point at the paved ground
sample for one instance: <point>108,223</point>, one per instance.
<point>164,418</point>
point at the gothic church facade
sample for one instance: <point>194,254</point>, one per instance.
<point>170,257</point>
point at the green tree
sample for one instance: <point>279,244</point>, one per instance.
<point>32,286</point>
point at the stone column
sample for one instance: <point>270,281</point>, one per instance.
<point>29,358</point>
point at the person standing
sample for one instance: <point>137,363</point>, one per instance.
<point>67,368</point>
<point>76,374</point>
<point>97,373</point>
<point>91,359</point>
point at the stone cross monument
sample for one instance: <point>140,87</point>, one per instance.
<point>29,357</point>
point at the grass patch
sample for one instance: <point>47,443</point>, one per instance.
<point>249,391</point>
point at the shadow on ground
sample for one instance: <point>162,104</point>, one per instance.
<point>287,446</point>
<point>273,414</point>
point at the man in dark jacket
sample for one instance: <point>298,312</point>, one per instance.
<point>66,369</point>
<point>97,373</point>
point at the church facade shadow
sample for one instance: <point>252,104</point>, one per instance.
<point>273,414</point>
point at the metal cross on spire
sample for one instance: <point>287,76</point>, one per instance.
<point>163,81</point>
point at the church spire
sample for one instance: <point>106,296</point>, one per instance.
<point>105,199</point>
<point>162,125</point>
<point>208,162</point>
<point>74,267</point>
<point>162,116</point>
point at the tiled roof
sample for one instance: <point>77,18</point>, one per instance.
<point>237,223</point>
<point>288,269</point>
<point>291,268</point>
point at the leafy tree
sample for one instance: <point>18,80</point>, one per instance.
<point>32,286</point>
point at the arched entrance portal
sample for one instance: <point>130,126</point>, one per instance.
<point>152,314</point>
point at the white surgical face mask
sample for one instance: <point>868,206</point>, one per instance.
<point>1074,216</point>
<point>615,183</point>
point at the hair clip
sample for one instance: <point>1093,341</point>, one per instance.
════
Short task ▸ Arrange every line of the records above as a JSON list of strings, one string per line, with blank lines left out.

Expected answer ▸
[
  "point at the paved ground",
  "sample for one instance: <point>108,223</point>, one per instance.",
  "<point>164,418</point>",
  "point at the gothic church facade",
  "sample for one instance: <point>194,254</point>, one per instance.",
  "<point>170,257</point>",
  "point at the green tree",
  "sample for one instance: <point>279,244</point>, one per instance.",
  "<point>32,286</point>",
  "point at the stone column",
  "sample for one instance: <point>270,281</point>, one per instance.",
  "<point>29,358</point>",
  "point at the person standing",
  "sample for one instance: <point>137,363</point>, one per instance.",
  "<point>67,368</point>",
  "<point>76,374</point>",
  "<point>97,373</point>",
  "<point>91,359</point>",
  "point at the stone cross monument",
  "sample for one instance: <point>140,87</point>, one per instance.",
  "<point>29,357</point>",
  "point at the grass patch",
  "sample for one instance: <point>47,443</point>, one per instance.",
  "<point>249,391</point>",
  "point at the shadow on ground",
  "sample for one instance: <point>162,104</point>, one per instance.",
  "<point>287,446</point>",
  "<point>273,414</point>",
  "point at the man in dark jacket",
  "sample for one instance: <point>298,312</point>, one per instance.",
  "<point>66,369</point>",
  "<point>97,373</point>",
  "point at the church facade shadow",
  "sample for one instance: <point>252,104</point>, one per instance.",
  "<point>273,414</point>",
  "point at the metal cross on spire",
  "sample for one instance: <point>287,76</point>, one per instance.",
  "<point>163,81</point>",
  "point at the church spire",
  "sample for one instance: <point>106,296</point>, one per instance.",
  "<point>105,199</point>",
  "<point>162,125</point>",
  "<point>208,162</point>",
  "<point>74,267</point>",
  "<point>162,116</point>",
  "point at the tiled roof",
  "sample for one instance: <point>77,18</point>, one per instance.",
  "<point>237,223</point>",
  "<point>288,269</point>",
  "<point>291,268</point>",
  "point at the leafy tree",
  "sample for one instance: <point>18,80</point>, one per instance.",
  "<point>32,286</point>",
  "point at the arched entrance portal",
  "sample for one instance: <point>130,126</point>, one per instance.",
  "<point>152,314</point>",
  "point at the white surgical face mask",
  "sample for one instance: <point>868,206</point>, one per instance.",
  "<point>1074,216</point>",
  "<point>615,183</point>",
  "point at the hair clip",
  "sample for one instance: <point>1093,341</point>, one per instance."
]